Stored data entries
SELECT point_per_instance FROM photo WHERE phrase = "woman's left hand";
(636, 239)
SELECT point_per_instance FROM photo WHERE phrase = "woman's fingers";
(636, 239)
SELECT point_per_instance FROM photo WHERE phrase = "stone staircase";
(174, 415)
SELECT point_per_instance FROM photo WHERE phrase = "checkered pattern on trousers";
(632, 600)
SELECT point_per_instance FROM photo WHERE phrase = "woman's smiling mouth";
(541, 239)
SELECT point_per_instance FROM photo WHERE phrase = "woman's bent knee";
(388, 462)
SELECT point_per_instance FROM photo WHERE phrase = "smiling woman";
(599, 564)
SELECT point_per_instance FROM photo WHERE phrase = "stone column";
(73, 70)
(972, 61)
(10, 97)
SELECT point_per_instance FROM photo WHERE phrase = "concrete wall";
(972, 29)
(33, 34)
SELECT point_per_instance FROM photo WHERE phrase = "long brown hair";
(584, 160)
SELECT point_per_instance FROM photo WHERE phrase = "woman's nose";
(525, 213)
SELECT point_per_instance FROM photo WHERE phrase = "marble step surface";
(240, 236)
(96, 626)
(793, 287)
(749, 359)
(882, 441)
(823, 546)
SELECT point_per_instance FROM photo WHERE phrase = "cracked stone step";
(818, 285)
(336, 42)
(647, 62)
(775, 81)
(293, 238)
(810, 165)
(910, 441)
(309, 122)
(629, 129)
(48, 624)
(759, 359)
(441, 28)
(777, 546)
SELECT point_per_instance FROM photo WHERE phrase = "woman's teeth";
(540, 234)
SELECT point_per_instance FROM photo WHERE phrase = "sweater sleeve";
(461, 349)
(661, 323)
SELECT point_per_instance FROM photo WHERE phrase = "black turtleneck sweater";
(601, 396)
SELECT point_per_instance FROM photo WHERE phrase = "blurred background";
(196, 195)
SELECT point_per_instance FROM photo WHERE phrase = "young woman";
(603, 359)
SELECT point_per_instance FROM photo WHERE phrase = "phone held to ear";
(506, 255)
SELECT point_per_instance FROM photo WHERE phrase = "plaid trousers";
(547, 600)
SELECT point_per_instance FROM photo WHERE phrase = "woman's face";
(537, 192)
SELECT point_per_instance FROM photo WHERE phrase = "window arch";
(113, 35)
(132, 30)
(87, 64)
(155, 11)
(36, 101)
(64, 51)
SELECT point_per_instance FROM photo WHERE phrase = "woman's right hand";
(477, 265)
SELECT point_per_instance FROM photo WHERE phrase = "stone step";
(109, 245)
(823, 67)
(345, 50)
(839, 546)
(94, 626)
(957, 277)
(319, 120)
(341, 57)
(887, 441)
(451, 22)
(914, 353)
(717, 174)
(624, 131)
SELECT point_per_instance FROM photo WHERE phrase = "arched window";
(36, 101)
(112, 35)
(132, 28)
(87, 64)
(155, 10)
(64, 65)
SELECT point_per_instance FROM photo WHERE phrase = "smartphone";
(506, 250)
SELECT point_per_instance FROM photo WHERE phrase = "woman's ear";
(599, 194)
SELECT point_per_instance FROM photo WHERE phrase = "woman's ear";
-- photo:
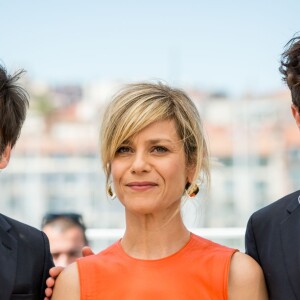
(191, 173)
(296, 114)
(5, 156)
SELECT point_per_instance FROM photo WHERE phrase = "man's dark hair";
(65, 221)
(290, 68)
(13, 105)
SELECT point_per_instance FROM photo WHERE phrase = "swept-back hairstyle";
(290, 68)
(136, 106)
(13, 106)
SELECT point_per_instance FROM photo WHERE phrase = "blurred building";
(254, 144)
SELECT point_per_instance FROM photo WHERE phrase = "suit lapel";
(290, 241)
(8, 259)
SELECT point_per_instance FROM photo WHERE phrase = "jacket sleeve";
(48, 263)
(250, 242)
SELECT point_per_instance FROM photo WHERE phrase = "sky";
(231, 46)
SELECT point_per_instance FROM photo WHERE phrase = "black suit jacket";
(25, 260)
(273, 240)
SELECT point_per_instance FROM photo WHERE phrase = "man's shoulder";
(9, 224)
(278, 207)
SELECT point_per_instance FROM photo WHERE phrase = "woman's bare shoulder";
(67, 285)
(246, 279)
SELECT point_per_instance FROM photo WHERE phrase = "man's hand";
(55, 271)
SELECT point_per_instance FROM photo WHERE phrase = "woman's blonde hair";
(136, 106)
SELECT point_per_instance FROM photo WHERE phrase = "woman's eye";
(123, 149)
(160, 149)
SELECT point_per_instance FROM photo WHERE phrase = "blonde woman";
(154, 154)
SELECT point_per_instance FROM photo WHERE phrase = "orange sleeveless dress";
(198, 271)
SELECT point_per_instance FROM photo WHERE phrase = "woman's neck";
(152, 237)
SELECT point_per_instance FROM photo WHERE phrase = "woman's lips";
(141, 185)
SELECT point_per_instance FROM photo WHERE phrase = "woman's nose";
(140, 163)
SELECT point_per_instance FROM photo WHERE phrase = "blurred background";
(224, 54)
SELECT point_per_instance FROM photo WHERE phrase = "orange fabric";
(198, 271)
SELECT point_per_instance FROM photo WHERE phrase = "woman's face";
(149, 171)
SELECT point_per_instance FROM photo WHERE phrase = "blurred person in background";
(272, 235)
(154, 155)
(66, 234)
(25, 257)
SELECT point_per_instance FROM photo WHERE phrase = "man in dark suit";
(25, 257)
(273, 233)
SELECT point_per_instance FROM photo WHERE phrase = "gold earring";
(110, 192)
(193, 193)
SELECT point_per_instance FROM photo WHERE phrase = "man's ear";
(296, 114)
(4, 159)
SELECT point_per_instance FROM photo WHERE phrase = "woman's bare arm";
(67, 285)
(246, 279)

WHAT YOU NEED TO DO: Restate the records word for word and drop the images.

REPLY:
SELECT point_per_instance FROM photo WHERE phrase = "woman's left hand";
(636, 239)
SELECT point_per_instance FROM photo WHERE phrase = "woman's fingers";
(636, 239)
SELECT point_per_instance FROM photo WHERE phrase = "stone staircase";
(174, 415)
SELECT point_per_instance FROM photo WHERE phrase = "checkered pattern on trousers";
(632, 600)
SELECT point_per_instance FROM photo WHERE phrase = "woman's smiling mouth";
(541, 239)
SELECT point_per_instance FROM photo WHERE phrase = "woman's bent knee";
(388, 462)
SELECT point_per_instance FROM photo WHERE phrase = "smiling woman";
(599, 564)
SELECT point_per_instance FROM photo WHERE phrase = "stone column";
(73, 70)
(972, 61)
(10, 97)
SELECT point_per_instance FROM photo WHERE phrase = "concrete wall";
(972, 29)
(33, 34)
SELECT point_per_instance FROM photo WHERE phrase = "long brown hair";
(584, 160)
SELECT point_per_instance FROM photo WHERE phrase = "woman's nose";
(525, 213)
SELECT point_per_instance FROM photo WHERE phrase = "marble step surface";
(240, 236)
(96, 626)
(793, 287)
(749, 359)
(882, 441)
(823, 546)
SELECT point_per_instance FROM photo WHERE phrase = "cracked stone step";
(818, 285)
(336, 42)
(647, 62)
(775, 81)
(293, 238)
(810, 165)
(910, 441)
(309, 122)
(629, 129)
(48, 624)
(759, 359)
(441, 28)
(777, 546)
SELECT point_per_instance FROM photo WHERE phrase = "woman's teeth";
(540, 234)
SELECT point_per_instance FROM photo WHERE phrase = "sweater sleeve";
(461, 349)
(661, 323)
SELECT point_per_instance FROM photo WHERE phrase = "black turtleneck sweater";
(601, 396)
SELECT point_per_instance FROM photo WHERE phrase = "blurred background";
(196, 195)
SELECT point_per_instance FROM photo WHERE phrase = "young woman";
(603, 359)
SELECT point_per_instance FROM photo WHERE phrase = "phone held to ear";
(506, 255)
SELECT point_per_instance FROM photo WHERE phrase = "plaid trousers";
(547, 600)
SELECT point_per_instance FROM photo WHERE phrase = "woman's face";
(537, 192)
SELECT point_per_instance FROM photo WHERE phrase = "window arch";
(113, 35)
(132, 30)
(87, 64)
(155, 11)
(36, 101)
(64, 51)
SELECT point_per_instance FROM photo WHERE phrase = "woman's right hand";
(477, 265)
SELECT point_per_instance FROM photo WHERE phrase = "stone step";
(109, 245)
(823, 67)
(345, 50)
(839, 546)
(94, 626)
(957, 277)
(319, 120)
(341, 57)
(887, 441)
(451, 22)
(914, 353)
(717, 174)
(624, 131)
SELECT point_per_instance FROM photo WHERE phrase = "arched window";
(36, 101)
(112, 35)
(132, 28)
(87, 64)
(155, 10)
(64, 65)
SELECT point_per_instance FROM photo WHERE phrase = "smartphone";
(506, 250)
SELECT point_per_instance FROM photo WHERE phrase = "woman's ear";
(599, 194)
SELECT point_per_instance FROM photo WHERE phrase = "woman's ear";
-- photo:
(191, 173)
(296, 114)
(5, 156)
SELECT point_per_instance FROM photo WHERE phrase = "man's dark hair";
(65, 221)
(290, 68)
(13, 105)
SELECT point_per_instance FROM photo WHERE phrase = "swept-back hairstyle";
(290, 68)
(136, 106)
(13, 106)
SELECT point_per_instance FROM photo WHERE phrase = "blurred building";
(254, 144)
SELECT point_per_instance FROM photo WHERE phrase = "suit lapel";
(290, 241)
(8, 259)
SELECT point_per_instance FROM photo WHERE phrase = "jacket sleeve";
(48, 263)
(250, 242)
SELECT point_per_instance FROM photo WHERE phrase = "sky";
(231, 46)
SELECT point_per_instance FROM photo WHERE phrase = "black suit jacket";
(25, 260)
(273, 240)
SELECT point_per_instance FROM photo WHERE phrase = "man's shoulder";
(9, 224)
(278, 207)
SELECT point_per_instance FROM photo WHERE phrase = "woman's bare shoulder";
(67, 285)
(246, 279)
SELECT point_per_instance FROM photo WHERE phrase = "man's hand";
(55, 271)
SELECT point_per_instance FROM photo WHERE phrase = "woman's blonde hair";
(136, 106)
SELECT point_per_instance FROM photo WHERE phrase = "woman's eye";
(123, 149)
(160, 149)
SELECT point_per_instance FROM photo WHERE phrase = "blonde woman";
(154, 154)
SELECT point_per_instance FROM photo WHERE phrase = "orange sleeveless dress";
(198, 271)
SELECT point_per_instance FROM photo WHERE phrase = "woman's neck";
(152, 237)
SELECT point_per_instance FROM photo WHERE phrase = "woman's lips";
(141, 185)
SELECT point_per_instance FROM photo WHERE phrase = "woman's nose";
(140, 163)
SELECT point_per_instance FROM photo WHERE phrase = "blurred background";
(224, 54)
SELECT point_per_instance FROM photo WHERE phrase = "orange fabric";
(198, 271)
SELECT point_per_instance FROM photo WHERE phrase = "woman's face";
(149, 171)
SELECT point_per_instance FROM photo WHERE phrase = "blurred person in background";
(272, 235)
(154, 155)
(66, 234)
(25, 257)
SELECT point_per_instance FROM photo WHERE phrase = "man in dark suit";
(25, 257)
(273, 233)
SELECT point_per_instance FROM photo WHERE phrase = "gold earring";
(110, 192)
(193, 193)
SELECT point_per_instance FROM photo WHERE phrase = "man's ear";
(296, 114)
(4, 159)
SELECT point_per_instance FROM photo WHERE phrase = "woman's bare arm";
(67, 285)
(246, 279)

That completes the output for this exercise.